Individua nell'elenco qui sotto tutte le righe in cui compare la parola "shadow" e ricopiale per intero.

=== ESTRATTI DEI RECORD ===

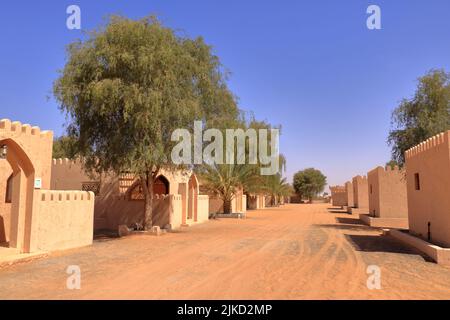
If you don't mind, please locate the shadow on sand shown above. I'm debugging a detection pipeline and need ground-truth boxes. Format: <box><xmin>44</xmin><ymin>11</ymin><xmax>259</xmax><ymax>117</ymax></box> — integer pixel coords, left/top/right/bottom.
<box><xmin>345</xmin><ymin>234</ymin><xmax>431</xmax><ymax>261</ymax></box>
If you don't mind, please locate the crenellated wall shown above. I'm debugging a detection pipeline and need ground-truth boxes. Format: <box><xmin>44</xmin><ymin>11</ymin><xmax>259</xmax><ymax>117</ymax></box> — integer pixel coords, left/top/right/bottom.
<box><xmin>52</xmin><ymin>159</ymin><xmax>208</xmax><ymax>230</ymax></box>
<box><xmin>0</xmin><ymin>119</ymin><xmax>53</xmax><ymax>189</ymax></box>
<box><xmin>405</xmin><ymin>131</ymin><xmax>450</xmax><ymax>247</ymax></box>
<box><xmin>367</xmin><ymin>166</ymin><xmax>408</xmax><ymax>219</ymax></box>
<box><xmin>31</xmin><ymin>190</ymin><xmax>95</xmax><ymax>252</ymax></box>
<box><xmin>330</xmin><ymin>186</ymin><xmax>347</xmax><ymax>207</ymax></box>
<box><xmin>246</xmin><ymin>194</ymin><xmax>266</xmax><ymax>210</ymax></box>
<box><xmin>345</xmin><ymin>181</ymin><xmax>355</xmax><ymax>208</ymax></box>
<box><xmin>0</xmin><ymin>159</ymin><xmax>12</xmax><ymax>243</ymax></box>
<box><xmin>209</xmin><ymin>191</ymin><xmax>247</xmax><ymax>213</ymax></box>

===

§ **RISPOSTA SEGUENTE**:
If you don't mind, please locate the shadow on sand shown above. I'm debugging a detection pipeline and need ground-truth boxes. Format: <box><xmin>44</xmin><ymin>11</ymin><xmax>259</xmax><ymax>117</ymax></box> — integer pixel coords, left/top/right/bottom.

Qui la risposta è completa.